=== Begin Enclosure ===
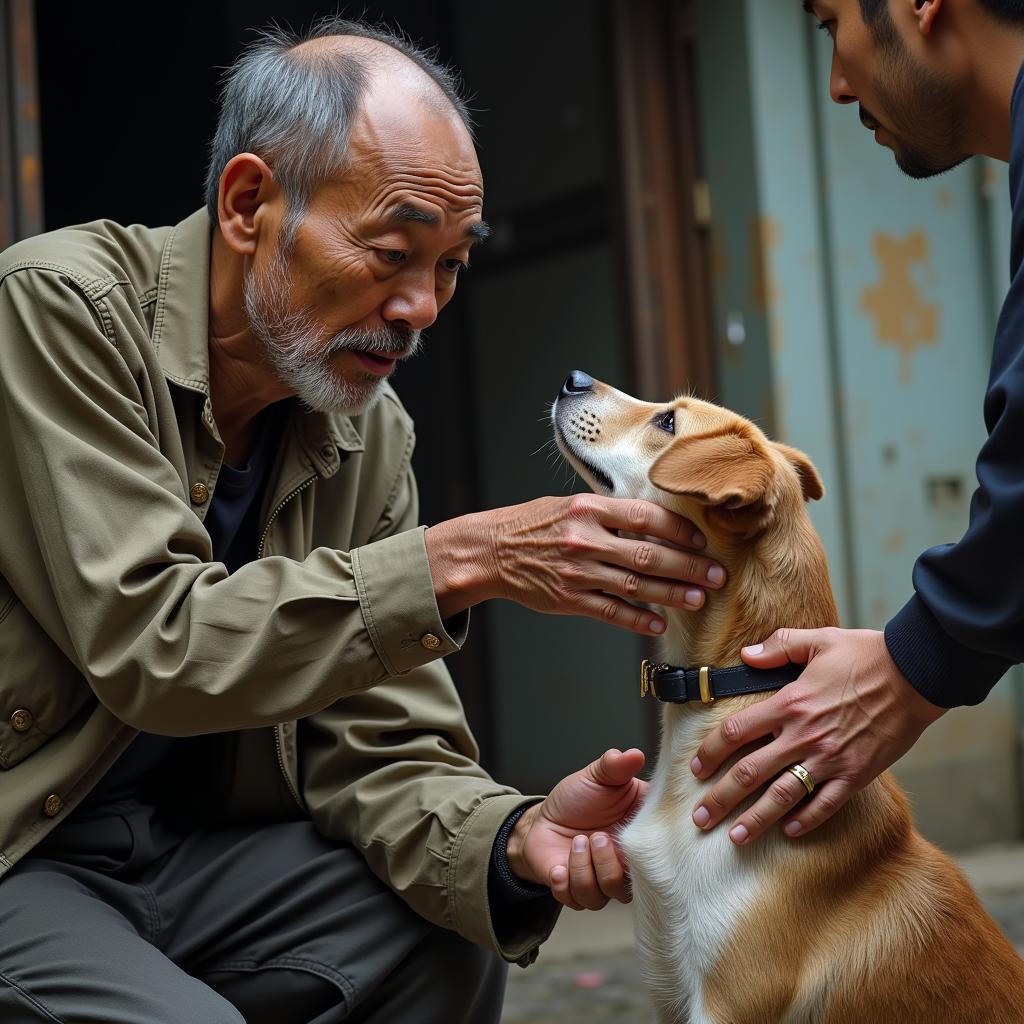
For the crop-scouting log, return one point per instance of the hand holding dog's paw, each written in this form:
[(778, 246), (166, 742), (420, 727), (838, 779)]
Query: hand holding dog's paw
[(566, 841)]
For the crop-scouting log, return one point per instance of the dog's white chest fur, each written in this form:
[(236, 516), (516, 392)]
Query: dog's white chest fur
[(690, 888)]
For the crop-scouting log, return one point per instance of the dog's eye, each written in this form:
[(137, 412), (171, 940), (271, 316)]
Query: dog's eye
[(666, 421)]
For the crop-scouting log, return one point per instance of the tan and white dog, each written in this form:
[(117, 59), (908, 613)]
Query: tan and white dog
[(860, 922)]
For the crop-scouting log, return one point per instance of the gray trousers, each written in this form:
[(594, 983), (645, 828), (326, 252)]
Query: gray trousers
[(120, 920)]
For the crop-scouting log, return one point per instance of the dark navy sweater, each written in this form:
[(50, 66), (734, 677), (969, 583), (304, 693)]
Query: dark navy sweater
[(964, 628)]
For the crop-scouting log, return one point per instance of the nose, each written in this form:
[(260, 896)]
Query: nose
[(839, 87), (578, 383), (414, 304)]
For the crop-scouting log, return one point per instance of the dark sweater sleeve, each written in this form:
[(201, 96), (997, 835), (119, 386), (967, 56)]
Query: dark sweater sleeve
[(964, 628)]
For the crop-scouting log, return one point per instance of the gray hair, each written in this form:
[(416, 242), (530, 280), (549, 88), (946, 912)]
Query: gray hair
[(296, 111)]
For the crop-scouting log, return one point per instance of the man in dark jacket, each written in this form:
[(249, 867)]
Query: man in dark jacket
[(937, 82)]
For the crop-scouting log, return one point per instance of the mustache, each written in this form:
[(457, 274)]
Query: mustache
[(867, 119), (392, 340)]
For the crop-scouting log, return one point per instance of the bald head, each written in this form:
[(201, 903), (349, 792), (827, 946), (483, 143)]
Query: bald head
[(294, 99)]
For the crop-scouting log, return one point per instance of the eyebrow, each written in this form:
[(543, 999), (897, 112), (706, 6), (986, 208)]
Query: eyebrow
[(406, 212)]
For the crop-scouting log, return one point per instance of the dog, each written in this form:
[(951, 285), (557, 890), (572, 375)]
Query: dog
[(860, 922)]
=== End Enclosure ===
TASK DESCRIPTION. Repeat each entry exactly. Pictures do not belong in the copy.

THE ANSWER.
For the crop-scouting log, return one point per instance of the hand holding dog's paw, each written in this form:
[(778, 246), (166, 742), (420, 727), (838, 779)]
Query: hand holding dog's paw
[(566, 841)]
For the crop-scouting log, return one point per instance of the dog's white chest fur, each written in this form:
[(236, 516), (516, 392)]
Query: dog's white chest fur
[(690, 888)]
For the crop-scouting log, return one point per instance of the dog's eye, each written in this form:
[(137, 412), (171, 940), (271, 316)]
Query: dog's eye
[(666, 421)]
For the crop-scouting log, return one point per instance of the tan and white dog, each written in this form:
[(117, 59), (908, 613)]
Query: tan and white dog
[(860, 922)]
For the crop-scouting log, return one point per instance of the gray trousers, each written in this form:
[(594, 983), (645, 828), (326, 252)]
Query: gray trousers
[(120, 920)]
For the crop-scouting log, return one point per instance of the dark navy sweater, each written in this form:
[(50, 66), (734, 677), (969, 583), (304, 693)]
Query: dark navy sweater
[(964, 628)]
For the crop-scouting log, return one point per instance of the nose, each written in this form:
[(260, 896)]
Query: nose
[(839, 87), (578, 383), (414, 304)]
For the crop-scouting log, return one point per instance of the dark sweater sleeve, each written in this form:
[(201, 96), (997, 835), (119, 386), (967, 56)]
Query: dark sweater sleeve
[(964, 628)]
For the crop-scouting log, return one point per instance of the gray hair, each written in this form:
[(416, 242), (530, 280), (549, 88), (946, 912)]
Query: gray hair
[(296, 111)]
For the crop-scouting log, return one point per instance of the man in dark jacket, each written in this form:
[(249, 867)]
Query: man in dark jacket
[(937, 82)]
For the crop-scouting log, return one point per instance of the mustache, each written in this form:
[(457, 274)]
Query: mustache
[(867, 119), (392, 340)]
For the crop-scouting log, return one point per instance of the bald head, each written in this form:
[(201, 903), (349, 792), (827, 946), (483, 143)]
Query: bald head
[(294, 99)]
For the crop-scouting log, return one point per instance of the eyebrow, each written in this form:
[(543, 999), (897, 112), (706, 6), (986, 208)]
Query: eyebrow
[(406, 212)]
For the crop-scouting log, return one point per instance of the dog, each written in this form:
[(951, 285), (557, 890), (572, 375)]
Query: dog
[(860, 922)]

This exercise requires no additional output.